Directions for this task: Copy the lines of the data below exactly, starting at the first and stopping after the line that contains "Locate the dirt"; include no pictures.

Point localization data:
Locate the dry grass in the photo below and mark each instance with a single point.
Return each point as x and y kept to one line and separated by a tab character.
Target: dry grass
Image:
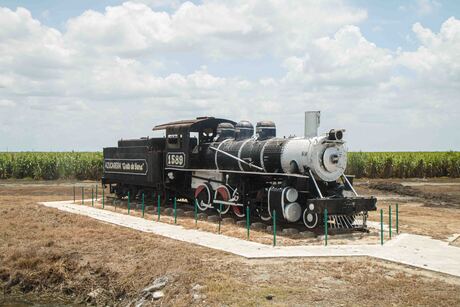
45	251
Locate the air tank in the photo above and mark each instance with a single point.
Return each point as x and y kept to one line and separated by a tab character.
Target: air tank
225	131
244	130
265	130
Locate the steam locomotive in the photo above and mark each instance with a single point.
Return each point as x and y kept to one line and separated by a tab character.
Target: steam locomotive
227	168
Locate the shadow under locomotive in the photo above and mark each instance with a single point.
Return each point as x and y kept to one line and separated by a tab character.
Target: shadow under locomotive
224	167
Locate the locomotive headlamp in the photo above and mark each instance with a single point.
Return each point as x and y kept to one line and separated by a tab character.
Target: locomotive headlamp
336	135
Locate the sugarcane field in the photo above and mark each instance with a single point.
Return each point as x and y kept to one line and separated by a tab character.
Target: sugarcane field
229	153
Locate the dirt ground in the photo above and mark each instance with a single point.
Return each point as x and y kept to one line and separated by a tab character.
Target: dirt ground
44	251
419	215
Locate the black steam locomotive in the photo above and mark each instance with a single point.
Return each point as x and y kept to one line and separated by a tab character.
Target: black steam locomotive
224	165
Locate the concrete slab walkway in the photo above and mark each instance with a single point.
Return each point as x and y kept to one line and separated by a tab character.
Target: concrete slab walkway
414	250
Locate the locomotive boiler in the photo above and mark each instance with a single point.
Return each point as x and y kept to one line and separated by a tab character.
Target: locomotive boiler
230	168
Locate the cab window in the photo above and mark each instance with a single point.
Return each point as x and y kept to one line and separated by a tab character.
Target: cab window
174	141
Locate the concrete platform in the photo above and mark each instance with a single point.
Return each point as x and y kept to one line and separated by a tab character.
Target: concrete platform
414	250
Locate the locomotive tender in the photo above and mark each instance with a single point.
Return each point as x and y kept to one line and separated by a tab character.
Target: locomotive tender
223	165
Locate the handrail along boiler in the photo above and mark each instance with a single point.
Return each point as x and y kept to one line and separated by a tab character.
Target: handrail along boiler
228	165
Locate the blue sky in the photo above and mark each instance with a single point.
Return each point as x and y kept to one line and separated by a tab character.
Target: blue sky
383	70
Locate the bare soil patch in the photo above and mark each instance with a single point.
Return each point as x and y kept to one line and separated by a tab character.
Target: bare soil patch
432	196
45	251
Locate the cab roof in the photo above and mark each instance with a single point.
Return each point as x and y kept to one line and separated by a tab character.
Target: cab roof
194	125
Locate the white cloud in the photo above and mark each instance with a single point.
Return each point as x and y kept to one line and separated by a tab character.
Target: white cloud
425	7
109	72
347	58
215	28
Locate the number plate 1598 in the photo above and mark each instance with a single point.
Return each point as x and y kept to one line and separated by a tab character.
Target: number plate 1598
175	159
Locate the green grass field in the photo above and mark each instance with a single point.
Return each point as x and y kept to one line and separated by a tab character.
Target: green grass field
88	165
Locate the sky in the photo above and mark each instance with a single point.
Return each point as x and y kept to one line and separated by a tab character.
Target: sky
79	75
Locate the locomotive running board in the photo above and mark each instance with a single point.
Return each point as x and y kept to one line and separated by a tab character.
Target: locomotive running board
235	172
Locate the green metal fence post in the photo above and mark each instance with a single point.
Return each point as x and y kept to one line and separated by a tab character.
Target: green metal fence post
247	221
175	211
143	208
220	216
389	221
196	213
381	226
158	207
274	228
326	219
129	202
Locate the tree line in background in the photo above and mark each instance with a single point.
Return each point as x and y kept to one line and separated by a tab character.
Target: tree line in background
88	165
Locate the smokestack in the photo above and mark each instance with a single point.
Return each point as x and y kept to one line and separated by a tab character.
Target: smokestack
311	123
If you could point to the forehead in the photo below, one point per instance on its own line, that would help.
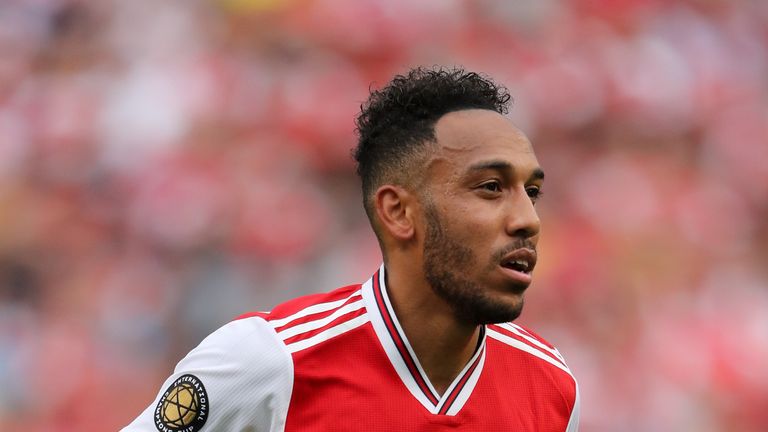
(466, 138)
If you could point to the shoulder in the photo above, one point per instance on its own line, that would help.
(238, 377)
(307, 321)
(517, 338)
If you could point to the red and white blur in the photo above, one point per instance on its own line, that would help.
(168, 165)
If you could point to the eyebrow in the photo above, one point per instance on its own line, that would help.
(499, 165)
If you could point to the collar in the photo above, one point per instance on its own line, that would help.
(403, 358)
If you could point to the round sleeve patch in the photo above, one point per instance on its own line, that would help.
(183, 407)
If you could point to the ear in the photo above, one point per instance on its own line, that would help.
(395, 210)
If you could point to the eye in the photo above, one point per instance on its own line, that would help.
(534, 192)
(491, 186)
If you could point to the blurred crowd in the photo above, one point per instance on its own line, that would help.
(166, 166)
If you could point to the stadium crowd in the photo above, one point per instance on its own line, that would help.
(166, 166)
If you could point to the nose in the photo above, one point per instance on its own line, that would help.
(522, 220)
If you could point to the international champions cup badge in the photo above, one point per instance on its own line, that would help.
(183, 407)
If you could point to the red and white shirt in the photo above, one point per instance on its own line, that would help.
(340, 362)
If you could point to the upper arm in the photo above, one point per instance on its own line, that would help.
(239, 377)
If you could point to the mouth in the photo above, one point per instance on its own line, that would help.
(519, 264)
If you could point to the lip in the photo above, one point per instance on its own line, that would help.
(523, 278)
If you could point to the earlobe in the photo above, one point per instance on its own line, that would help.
(393, 208)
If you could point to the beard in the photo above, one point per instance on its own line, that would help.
(447, 266)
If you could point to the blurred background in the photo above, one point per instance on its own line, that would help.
(166, 166)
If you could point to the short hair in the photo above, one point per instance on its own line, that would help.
(396, 123)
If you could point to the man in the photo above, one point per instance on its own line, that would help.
(426, 344)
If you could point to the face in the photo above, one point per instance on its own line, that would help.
(481, 227)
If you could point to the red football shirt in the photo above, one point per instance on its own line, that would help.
(341, 362)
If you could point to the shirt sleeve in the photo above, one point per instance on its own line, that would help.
(573, 423)
(238, 379)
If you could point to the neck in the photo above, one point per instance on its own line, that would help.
(442, 344)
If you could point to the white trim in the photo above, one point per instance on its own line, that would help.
(522, 346)
(391, 349)
(464, 394)
(396, 322)
(316, 308)
(516, 329)
(318, 323)
(328, 334)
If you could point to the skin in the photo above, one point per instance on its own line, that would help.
(444, 238)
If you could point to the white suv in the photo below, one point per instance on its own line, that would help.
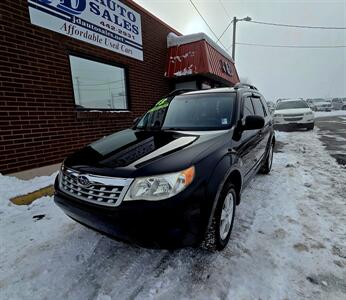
(293, 113)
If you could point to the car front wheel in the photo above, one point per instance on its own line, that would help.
(220, 230)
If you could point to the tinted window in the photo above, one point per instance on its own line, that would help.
(258, 107)
(200, 111)
(291, 105)
(191, 112)
(248, 108)
(265, 106)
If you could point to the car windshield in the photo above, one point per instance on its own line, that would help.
(210, 111)
(291, 105)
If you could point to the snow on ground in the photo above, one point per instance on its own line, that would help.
(325, 114)
(288, 242)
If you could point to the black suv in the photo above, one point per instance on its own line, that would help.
(175, 178)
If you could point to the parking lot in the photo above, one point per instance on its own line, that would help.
(288, 240)
(333, 135)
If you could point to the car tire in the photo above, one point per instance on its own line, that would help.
(266, 168)
(219, 232)
(310, 127)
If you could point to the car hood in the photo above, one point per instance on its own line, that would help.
(322, 104)
(133, 153)
(292, 111)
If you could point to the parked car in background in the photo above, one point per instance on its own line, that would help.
(319, 104)
(175, 178)
(339, 103)
(293, 113)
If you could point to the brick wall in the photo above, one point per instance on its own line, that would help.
(38, 121)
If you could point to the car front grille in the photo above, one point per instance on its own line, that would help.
(292, 119)
(106, 191)
(293, 115)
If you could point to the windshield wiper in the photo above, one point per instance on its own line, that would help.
(171, 128)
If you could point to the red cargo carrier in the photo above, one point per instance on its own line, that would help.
(196, 55)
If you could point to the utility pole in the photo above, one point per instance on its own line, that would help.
(234, 33)
(235, 20)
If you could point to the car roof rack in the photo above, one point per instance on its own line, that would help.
(242, 85)
(179, 92)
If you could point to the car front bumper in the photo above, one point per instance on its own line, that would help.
(284, 126)
(171, 223)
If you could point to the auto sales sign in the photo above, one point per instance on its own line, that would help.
(106, 23)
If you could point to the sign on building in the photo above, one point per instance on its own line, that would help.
(106, 23)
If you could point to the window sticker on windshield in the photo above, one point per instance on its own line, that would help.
(159, 105)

Written answer:
Locate the dry grass in the photo below and mark each instance with a single point.
Return each point as x and y kept to one line and separated by a tab character.
Target: dry grass
Image:
45	251
Locate the air tank in the photo above and mark each instance with a single point.
Return each point as x and y kept to one line and separated by a tab character.
Target: air tank
225	131
244	130
265	130
Locate the steam locomotive in the photo above and mark each instance with a single point.
Return each point as x and y kept to one line and separated by a tab character.
Target: steam locomotive
227	168
Locate the shadow under locomotive in the photo above and mark each instance with a single point.
Return each point as x and y kept to one line and separated by a tab character.
Target: shadow under locomotive
224	167
Locate the locomotive headlamp in the photo above and mark each instance with a single point.
Return each point as x and y kept to one line and separated by a tab character.
Target: locomotive headlamp
336	135
Locate the sugarcane field in the photo above and mark each instance with a single point.
Return each point as x and y kept to one line and separated by a tab character.
Target: sugarcane field
229	153
Locate the dirt ground in the photo above and mark each instance with a single point.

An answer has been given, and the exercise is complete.